### [Directions]
Turn the material below, from its first line through the line containing "371, 408, 455, 442", both ends included, into a JSON list of strings with one string per line, omitting any blank lines.

·····

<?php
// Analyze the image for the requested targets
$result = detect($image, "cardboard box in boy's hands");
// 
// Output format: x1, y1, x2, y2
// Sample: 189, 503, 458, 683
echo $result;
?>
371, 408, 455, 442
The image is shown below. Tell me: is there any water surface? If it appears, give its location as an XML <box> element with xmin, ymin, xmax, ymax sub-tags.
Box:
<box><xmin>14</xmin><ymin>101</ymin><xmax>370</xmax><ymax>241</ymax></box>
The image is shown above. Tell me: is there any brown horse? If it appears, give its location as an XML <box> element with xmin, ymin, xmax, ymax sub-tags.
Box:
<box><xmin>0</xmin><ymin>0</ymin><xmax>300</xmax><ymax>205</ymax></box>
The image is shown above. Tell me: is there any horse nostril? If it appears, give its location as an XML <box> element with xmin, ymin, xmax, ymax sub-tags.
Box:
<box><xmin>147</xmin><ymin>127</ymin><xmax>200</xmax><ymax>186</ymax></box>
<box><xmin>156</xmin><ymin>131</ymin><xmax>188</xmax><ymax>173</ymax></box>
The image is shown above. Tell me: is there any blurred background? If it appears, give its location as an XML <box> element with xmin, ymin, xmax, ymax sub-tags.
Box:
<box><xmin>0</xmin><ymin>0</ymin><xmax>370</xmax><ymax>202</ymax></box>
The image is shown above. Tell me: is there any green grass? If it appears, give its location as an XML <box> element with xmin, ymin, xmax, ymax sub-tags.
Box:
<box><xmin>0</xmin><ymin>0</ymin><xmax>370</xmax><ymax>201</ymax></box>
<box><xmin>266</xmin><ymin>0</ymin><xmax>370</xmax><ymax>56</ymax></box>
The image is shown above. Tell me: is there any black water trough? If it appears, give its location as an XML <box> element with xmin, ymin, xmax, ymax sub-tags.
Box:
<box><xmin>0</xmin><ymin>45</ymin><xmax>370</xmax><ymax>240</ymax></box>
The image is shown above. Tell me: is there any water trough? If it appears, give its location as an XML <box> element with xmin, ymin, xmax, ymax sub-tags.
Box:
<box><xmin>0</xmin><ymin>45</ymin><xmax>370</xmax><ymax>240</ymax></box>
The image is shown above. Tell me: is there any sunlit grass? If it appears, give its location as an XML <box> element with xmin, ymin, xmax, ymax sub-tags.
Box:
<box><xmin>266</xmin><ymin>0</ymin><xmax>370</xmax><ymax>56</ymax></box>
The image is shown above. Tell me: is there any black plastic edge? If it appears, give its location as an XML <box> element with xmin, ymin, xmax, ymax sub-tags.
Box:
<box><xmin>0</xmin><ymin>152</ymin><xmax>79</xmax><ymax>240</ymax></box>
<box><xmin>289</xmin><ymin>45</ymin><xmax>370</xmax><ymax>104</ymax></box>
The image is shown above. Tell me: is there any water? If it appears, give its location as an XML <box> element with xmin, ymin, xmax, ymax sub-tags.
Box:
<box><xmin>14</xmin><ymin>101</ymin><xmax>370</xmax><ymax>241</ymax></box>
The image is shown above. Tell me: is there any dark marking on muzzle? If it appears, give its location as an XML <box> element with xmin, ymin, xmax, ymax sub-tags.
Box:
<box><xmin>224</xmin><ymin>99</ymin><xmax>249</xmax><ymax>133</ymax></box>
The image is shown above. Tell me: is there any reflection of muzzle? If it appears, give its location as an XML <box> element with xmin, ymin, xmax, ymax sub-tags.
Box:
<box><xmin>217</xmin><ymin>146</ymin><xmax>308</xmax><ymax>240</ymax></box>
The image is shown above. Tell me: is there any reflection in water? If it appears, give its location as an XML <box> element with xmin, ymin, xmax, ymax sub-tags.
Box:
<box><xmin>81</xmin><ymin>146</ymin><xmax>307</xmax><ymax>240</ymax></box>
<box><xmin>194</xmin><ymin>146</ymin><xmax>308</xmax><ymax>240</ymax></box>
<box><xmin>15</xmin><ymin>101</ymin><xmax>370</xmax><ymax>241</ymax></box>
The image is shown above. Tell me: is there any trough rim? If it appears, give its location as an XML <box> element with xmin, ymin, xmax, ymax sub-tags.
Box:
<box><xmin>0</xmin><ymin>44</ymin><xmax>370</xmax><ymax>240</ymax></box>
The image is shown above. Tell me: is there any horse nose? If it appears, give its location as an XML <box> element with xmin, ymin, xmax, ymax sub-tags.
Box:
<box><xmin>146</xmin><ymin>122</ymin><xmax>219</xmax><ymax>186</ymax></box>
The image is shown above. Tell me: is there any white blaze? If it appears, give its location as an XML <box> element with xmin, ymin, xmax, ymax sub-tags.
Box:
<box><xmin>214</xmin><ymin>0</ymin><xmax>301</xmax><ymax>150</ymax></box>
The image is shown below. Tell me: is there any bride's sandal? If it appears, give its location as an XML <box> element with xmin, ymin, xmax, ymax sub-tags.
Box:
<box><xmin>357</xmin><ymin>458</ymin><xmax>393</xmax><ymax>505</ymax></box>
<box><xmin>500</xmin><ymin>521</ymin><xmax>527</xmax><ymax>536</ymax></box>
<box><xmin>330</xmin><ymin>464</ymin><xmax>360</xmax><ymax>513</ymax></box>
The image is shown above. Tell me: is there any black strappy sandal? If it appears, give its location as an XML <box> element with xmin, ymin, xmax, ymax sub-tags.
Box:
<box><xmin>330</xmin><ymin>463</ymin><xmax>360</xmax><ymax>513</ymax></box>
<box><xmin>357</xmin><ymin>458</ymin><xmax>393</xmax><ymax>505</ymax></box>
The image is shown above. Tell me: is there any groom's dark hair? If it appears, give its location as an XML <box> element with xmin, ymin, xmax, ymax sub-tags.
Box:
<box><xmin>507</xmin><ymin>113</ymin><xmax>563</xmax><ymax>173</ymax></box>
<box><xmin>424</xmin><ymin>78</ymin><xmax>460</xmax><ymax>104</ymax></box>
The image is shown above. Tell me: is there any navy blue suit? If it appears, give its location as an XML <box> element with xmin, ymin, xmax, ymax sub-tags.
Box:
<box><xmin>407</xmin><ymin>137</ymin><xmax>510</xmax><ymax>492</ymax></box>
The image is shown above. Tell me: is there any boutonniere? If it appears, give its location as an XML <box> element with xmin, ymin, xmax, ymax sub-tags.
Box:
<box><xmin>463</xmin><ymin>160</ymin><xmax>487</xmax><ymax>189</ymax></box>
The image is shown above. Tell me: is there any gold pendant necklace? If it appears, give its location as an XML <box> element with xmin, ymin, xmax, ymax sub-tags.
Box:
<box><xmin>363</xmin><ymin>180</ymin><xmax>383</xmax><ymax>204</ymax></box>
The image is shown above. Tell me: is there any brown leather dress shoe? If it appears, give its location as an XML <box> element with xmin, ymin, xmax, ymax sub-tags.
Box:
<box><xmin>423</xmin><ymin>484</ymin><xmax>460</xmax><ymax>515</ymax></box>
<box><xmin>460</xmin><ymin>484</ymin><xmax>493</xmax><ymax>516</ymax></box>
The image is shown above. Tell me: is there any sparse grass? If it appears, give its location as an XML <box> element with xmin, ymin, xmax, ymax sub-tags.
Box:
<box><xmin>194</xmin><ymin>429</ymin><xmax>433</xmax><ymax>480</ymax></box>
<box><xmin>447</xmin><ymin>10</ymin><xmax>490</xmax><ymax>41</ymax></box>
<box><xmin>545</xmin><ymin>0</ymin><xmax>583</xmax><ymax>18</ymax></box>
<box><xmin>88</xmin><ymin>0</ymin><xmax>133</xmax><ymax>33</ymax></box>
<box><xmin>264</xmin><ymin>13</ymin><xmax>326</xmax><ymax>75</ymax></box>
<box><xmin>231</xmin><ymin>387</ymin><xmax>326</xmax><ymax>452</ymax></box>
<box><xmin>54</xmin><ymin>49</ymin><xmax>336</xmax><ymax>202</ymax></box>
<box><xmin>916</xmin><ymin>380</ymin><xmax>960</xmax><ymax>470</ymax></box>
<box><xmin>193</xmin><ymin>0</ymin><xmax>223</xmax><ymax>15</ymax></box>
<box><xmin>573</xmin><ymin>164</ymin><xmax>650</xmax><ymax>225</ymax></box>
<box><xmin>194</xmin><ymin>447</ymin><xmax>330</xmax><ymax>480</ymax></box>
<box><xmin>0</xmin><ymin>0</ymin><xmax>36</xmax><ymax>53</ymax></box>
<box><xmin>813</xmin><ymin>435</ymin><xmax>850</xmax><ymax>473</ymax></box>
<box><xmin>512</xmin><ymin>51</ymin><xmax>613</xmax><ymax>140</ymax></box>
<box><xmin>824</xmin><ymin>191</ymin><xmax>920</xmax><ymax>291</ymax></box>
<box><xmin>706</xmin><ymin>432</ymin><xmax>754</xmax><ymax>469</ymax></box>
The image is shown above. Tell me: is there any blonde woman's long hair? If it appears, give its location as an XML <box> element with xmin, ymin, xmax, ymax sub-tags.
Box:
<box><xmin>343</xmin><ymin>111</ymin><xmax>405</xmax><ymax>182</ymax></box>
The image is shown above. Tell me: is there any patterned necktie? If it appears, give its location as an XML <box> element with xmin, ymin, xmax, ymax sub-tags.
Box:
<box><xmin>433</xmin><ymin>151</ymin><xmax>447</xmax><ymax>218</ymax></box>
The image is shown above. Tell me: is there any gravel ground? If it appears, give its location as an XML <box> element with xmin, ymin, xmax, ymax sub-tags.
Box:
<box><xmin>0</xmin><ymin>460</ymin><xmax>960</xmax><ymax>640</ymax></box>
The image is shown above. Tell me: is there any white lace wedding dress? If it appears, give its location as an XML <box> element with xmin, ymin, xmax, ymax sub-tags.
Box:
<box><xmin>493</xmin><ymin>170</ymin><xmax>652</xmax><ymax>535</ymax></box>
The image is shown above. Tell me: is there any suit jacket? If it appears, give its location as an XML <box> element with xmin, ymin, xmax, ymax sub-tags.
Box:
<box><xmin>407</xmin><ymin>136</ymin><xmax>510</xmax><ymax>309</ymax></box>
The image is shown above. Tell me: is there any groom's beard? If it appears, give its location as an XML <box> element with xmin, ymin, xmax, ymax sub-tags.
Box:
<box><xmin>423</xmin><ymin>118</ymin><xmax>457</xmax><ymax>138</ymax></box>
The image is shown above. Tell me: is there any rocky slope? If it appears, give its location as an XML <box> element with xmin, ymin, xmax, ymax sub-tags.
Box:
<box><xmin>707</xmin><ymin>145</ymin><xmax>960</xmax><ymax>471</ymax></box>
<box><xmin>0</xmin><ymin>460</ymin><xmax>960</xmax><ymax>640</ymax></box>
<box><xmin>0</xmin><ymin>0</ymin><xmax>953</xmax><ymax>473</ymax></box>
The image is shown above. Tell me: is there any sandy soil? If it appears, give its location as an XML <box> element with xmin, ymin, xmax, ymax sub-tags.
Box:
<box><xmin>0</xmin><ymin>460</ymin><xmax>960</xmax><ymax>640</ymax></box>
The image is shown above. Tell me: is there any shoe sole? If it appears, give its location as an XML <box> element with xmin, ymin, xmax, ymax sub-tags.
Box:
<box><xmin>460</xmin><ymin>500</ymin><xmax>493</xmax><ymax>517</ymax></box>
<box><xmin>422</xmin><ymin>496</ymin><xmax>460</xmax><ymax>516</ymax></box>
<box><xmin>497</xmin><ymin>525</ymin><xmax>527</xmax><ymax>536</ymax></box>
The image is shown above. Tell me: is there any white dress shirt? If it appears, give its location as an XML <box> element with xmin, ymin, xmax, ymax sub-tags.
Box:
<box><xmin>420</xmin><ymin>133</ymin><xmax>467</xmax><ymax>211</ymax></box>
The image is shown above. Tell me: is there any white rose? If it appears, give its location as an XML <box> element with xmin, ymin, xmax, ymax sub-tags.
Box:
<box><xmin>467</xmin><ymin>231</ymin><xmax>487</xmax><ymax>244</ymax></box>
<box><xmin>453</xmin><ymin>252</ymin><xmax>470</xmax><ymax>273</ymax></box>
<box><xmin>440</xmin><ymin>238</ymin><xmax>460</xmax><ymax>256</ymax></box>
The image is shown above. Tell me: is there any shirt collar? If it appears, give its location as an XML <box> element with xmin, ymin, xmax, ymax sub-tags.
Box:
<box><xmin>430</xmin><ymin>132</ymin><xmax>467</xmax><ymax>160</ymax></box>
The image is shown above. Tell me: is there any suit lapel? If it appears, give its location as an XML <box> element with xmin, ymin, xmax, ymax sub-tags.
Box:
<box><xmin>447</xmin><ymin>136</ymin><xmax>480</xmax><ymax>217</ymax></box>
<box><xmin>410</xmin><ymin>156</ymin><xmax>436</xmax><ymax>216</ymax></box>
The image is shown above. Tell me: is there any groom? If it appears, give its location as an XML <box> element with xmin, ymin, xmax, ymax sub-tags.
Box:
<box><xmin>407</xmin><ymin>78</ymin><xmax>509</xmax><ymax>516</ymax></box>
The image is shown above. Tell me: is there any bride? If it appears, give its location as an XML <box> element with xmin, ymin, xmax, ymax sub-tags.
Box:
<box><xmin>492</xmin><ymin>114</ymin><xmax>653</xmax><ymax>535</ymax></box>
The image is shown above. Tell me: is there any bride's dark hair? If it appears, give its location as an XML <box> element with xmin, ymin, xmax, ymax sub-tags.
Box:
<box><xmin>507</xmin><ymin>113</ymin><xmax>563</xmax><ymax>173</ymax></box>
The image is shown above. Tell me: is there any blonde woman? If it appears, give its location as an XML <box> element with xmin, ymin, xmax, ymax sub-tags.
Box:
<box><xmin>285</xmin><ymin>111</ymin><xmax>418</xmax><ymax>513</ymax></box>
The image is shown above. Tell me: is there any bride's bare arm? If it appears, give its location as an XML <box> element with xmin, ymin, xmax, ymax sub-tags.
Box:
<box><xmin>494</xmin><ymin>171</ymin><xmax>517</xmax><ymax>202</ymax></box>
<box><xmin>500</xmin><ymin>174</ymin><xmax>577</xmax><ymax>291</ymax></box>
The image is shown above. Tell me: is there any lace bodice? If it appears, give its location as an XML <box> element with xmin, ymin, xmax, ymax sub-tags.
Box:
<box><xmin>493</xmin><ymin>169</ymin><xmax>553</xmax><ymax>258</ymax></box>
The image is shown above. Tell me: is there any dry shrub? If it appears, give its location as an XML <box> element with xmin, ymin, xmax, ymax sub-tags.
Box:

·····

### [Worked answer]
[
  "<?php",
  "// Analyze the image for the requested targets",
  "$result = detect($image, \"cardboard box in boy's hands\");",
  "// ",
  "// Output format: x1, y1, x2, y2",
  "// Sample: 189, 503, 458, 683",
  "echo $result;",
  "?>",
  "371, 408, 455, 442"
]